**Task set**
1/ In the passage about reading Harry Potter in French, what French name does Hogwarts get?
2/ Carry on the passage about reading Harry Potter in French from the point where it stops.

**Text provided**
***

It’s interesting reading in reverse translation like this. I get to see all the things that changed from the original British, from the book’s title (Harry Potter at the School for Wizards) to the names of characters and places (Snape = Rogue, Sprout = Chourave, Fang = Crockdur, Ravenclaw = Serdaigle, Hogwarts = Poudlard, etc). Most interesting was all the wordplay that Rowling uses particularly in these younger books. A lot of that word play was missing from the French version. Some of the word-play names (like Professor Sprout) were changed specifically to incorporate that same word play, but in other places, it just didn’t exist. Some of the jokes didn’t carry across, like the whole “Mars is bright tonight. Unusually bright” from the centaurs. It makes me realize just how much I must be missing in the to-English translations of books I read.

***

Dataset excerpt
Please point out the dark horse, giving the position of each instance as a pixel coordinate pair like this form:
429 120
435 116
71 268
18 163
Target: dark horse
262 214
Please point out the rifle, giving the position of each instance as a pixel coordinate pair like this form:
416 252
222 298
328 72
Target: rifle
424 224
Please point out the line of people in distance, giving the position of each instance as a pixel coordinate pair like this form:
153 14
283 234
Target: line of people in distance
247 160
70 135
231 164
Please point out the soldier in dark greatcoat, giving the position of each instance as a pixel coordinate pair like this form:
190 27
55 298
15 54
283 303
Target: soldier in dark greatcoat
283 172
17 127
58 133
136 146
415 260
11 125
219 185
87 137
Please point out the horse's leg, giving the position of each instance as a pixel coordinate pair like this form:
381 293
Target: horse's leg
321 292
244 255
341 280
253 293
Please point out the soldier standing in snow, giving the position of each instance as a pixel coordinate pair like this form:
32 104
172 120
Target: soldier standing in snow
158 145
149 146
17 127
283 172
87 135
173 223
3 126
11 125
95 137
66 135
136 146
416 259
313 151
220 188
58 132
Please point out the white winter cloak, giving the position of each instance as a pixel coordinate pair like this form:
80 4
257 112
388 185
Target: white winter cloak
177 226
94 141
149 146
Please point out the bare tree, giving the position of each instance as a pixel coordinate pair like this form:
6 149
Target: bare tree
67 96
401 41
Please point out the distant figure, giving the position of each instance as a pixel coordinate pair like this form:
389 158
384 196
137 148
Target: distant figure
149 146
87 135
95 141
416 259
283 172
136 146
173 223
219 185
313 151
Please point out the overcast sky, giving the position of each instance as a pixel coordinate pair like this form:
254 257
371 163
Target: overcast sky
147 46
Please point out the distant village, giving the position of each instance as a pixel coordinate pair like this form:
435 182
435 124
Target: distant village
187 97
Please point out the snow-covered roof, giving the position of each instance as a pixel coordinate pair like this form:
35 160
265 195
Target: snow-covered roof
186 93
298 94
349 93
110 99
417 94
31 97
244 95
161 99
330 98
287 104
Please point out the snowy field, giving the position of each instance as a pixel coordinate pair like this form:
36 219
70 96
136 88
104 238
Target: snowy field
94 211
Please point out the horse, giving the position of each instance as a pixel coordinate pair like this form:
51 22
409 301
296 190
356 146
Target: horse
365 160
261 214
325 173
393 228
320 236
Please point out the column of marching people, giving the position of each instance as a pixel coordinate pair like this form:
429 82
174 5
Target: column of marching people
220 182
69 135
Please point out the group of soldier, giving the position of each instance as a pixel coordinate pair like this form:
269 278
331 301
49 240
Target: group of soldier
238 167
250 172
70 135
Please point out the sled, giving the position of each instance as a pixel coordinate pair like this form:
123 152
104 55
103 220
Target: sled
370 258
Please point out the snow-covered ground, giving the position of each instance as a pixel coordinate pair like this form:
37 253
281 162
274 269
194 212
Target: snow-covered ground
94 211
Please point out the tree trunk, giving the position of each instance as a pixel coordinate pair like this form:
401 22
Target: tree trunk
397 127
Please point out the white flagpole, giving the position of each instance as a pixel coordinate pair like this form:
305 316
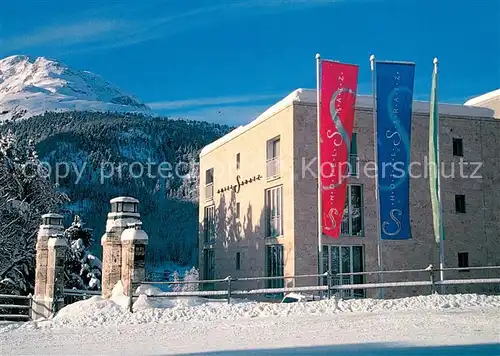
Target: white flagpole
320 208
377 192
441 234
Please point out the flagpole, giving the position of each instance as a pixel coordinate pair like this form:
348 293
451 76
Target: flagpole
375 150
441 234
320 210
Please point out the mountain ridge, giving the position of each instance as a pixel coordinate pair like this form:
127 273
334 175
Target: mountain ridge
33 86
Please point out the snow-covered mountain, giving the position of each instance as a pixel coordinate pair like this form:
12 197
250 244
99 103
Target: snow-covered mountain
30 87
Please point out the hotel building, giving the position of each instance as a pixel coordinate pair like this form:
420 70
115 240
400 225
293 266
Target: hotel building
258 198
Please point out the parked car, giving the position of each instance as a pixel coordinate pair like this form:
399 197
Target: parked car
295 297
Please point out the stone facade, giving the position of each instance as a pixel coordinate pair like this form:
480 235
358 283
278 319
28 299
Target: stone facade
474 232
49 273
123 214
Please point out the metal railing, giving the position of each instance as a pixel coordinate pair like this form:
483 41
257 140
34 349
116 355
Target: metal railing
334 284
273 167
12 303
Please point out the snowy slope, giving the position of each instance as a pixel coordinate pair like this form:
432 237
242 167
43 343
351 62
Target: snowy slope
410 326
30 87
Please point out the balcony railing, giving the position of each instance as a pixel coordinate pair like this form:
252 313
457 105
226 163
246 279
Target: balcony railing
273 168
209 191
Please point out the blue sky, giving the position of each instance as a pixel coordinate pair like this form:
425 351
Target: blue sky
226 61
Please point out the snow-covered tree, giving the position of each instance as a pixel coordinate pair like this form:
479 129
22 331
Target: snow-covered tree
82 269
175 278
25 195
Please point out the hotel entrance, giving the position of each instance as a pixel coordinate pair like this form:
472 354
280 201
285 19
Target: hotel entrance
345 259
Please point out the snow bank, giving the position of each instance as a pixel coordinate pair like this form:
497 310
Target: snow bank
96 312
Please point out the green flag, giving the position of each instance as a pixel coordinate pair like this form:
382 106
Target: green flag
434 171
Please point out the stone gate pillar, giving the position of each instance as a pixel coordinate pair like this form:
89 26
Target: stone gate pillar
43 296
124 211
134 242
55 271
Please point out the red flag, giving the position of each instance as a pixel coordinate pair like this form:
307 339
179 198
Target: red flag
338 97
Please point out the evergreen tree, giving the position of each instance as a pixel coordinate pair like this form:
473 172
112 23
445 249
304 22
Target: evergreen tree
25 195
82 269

***

**Expected responses**
1/ Poudlard

2/
There were a couple issues I had with my copy of this book. It’s a mass market paperback and I think it was cheaply copyedited and printed because there were errors all over the place. A couple times Voldemort was spelled “Voldermort.” In the chess scene at the end it kept changing which color pieces the characters were playing with. There were also a couple places where entire paragraphs were missing, which changed the flow of the narrative. For instance, after Hermione saves Ron and Harry from the Devil’s Snare and Harry says it’s lucky she paid attention in class, the whole paragraph where Ron teases her for losing her head and forgetting she was a witch is just gone. I’m not sure why it would have been taken out, if that’s a change in the translation text or an error, but either way, it was jarring. There were several places like that, and I’m sure some were errors because the next paragraph would respond to something that had been removed. I’m hoping the copyediting will get better on the next book, but I worry because other than book 5, I have the entire series in mass market paperback.

I’m excited to move on to Chambre des Secrets! My brother has been reading these in French too (only his French is more advanced than mine, as he lived in Paris for six months last year) and he said the books keep getting just a bit more difficult as the kids age, which is what I’d expect. I’m hoping I can gradually get better through time so that none of them are too dense or difficult for me to read!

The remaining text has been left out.